[Location identification items]
-=-=-
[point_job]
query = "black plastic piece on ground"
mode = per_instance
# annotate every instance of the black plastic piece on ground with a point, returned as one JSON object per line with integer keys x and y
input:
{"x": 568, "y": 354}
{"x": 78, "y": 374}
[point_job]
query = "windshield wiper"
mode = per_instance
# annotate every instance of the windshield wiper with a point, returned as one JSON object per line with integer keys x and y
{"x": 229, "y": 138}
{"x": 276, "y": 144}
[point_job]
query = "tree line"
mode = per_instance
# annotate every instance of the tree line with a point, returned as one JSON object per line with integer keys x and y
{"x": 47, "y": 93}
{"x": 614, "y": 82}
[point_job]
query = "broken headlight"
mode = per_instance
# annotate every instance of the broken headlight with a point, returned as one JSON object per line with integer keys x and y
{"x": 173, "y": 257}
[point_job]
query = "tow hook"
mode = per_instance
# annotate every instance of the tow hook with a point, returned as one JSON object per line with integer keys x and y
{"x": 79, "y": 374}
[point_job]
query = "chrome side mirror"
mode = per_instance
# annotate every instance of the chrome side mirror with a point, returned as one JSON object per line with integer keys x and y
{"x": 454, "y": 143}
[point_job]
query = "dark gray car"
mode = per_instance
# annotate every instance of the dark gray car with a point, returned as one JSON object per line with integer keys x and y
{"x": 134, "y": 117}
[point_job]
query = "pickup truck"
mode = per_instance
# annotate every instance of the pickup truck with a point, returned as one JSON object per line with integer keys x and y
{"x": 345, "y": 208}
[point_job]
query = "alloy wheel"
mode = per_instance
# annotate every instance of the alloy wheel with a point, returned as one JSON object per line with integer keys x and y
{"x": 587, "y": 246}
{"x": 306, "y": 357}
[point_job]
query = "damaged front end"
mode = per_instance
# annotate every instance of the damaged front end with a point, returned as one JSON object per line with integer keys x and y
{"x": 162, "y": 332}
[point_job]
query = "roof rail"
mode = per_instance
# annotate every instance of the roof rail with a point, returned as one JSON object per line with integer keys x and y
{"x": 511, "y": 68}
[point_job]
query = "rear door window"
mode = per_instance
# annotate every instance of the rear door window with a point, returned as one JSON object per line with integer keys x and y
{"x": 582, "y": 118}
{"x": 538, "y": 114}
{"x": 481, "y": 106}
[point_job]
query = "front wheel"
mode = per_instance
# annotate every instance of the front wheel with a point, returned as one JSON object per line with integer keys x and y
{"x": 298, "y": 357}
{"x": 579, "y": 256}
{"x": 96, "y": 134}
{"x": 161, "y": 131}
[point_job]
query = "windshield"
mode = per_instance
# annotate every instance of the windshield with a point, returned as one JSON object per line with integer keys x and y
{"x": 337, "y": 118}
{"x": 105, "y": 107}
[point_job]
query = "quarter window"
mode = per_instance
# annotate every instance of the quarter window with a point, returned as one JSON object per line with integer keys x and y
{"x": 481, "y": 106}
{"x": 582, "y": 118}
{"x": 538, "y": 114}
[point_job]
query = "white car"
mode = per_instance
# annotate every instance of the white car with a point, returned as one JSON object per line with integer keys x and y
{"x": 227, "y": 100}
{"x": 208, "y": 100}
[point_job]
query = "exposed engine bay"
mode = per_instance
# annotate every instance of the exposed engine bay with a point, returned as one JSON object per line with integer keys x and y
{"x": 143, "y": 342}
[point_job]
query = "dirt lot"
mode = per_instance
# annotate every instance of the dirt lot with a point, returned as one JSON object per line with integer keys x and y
-=-=-
## Exercise goal
Your task is to repeat every line exactly.

## Final result
[point_job]
query = "black plastic piece on ground"
mode = per_instance
# annotate every instance of the black plastic piece on ground with a point, returned as one JSON object per line with integer keys x and y
input:
{"x": 568, "y": 354}
{"x": 78, "y": 374}
[point_job]
query = "windshield wiper"
mode = per_instance
# annotate every instance of the windshield wiper with a point, returned as one JSON object per line with integer keys x and y
{"x": 229, "y": 138}
{"x": 276, "y": 144}
[point_job]
query = "tree line"
mode = per_instance
# annotate every instance of the tree line with a point, returned as one JSON object per line with integer keys x and y
{"x": 47, "y": 93}
{"x": 614, "y": 82}
[point_job]
query = "broken headlight"
mode = per_instance
# annotate every instance of the broken headlight with a point, returned as one JSON object per line with integer keys x and y
{"x": 173, "y": 257}
[point_job]
query = "tow hook"
mode = per_instance
# annotate every instance of the tow hook with a point, returned as one JSON object per line with integer keys x and y
{"x": 79, "y": 374}
[point_job]
query = "chrome side mirror"
mode = per_instance
# annotate every instance of the chrome side mirror with a point, returned as one JSON object per line with integer keys x and y
{"x": 454, "y": 143}
[point_job]
query = "dark gray car"
mode = per_instance
# annotate every instance of the dark gray car with a point, returned as one JSON object per line with integer keys x and y
{"x": 134, "y": 117}
[point_job]
query = "pickup truck"
mode = per_instance
# annotate every instance of the pickup truck with a point, returned as one JSON object per line with integer keys x and y
{"x": 345, "y": 208}
[point_job]
query = "alloy wheel"
mode = per_instance
# annotate every instance of the alloy wheel with a point, returned as one JSON object per line with integer keys x and y
{"x": 587, "y": 246}
{"x": 306, "y": 357}
[point_job]
query = "damaged front end"
mode = per_instance
# annotate every instance of the damaged front end with a point, returned as one JSON object per line with integer keys x and y
{"x": 162, "y": 332}
[point_job]
query = "roof rail"
mode = per_instance
# annotate every instance of the roof rail with a point, returned as one JSON object per line with integer keys x and y
{"x": 511, "y": 68}
[point_job]
query = "rear door window"
mode = per_instance
# annotate every instance of the rear door window with a point, returned as one JSON object per line with integer keys x and y
{"x": 582, "y": 118}
{"x": 538, "y": 114}
{"x": 481, "y": 106}
[point_job]
query = "front wheel"
mode = per_instance
# annotate every instance of the front wheel with a point, returned as one JSON object per line with integer keys x and y
{"x": 298, "y": 357}
{"x": 579, "y": 256}
{"x": 96, "y": 134}
{"x": 161, "y": 131}
[point_job]
query = "windshield"
mode = per_instance
# annotate every instance of the windshield with a point, returned as one JSON object per line with integer keys x and y
{"x": 337, "y": 118}
{"x": 105, "y": 107}
[point_job]
query = "quarter window"
mode = per_instance
# annotate every instance of the quarter window with a point, returned as one JSON object per line with integer keys x and y
{"x": 481, "y": 106}
{"x": 582, "y": 118}
{"x": 538, "y": 114}
[point_job]
query = "white car"
mode = per_instance
# annotate every instance of the white car with a point, returned as one JSON object per line with integer keys x and y
{"x": 227, "y": 100}
{"x": 208, "y": 100}
[point_job]
query = "exposed engine bay"
mode = per_instance
# annotate every instance of the exposed engine bay with a point, returned as one JSON object per line with integer keys x and y
{"x": 143, "y": 342}
[point_job]
query = "dirt lot"
mode = per_instance
# annotate every instance of the dirt lot with a point, returned as one JSON object per line with integer keys x and y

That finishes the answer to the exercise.